Records to process:
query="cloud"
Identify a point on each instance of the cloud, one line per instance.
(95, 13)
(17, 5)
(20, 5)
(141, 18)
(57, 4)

Stated task: Reproduce every one of the records above word for word, line by line.

Exercise solution:
query="cloud"
Identify a point on each instance of the cloud, one line per instance.
(95, 13)
(17, 5)
(20, 5)
(141, 18)
(57, 4)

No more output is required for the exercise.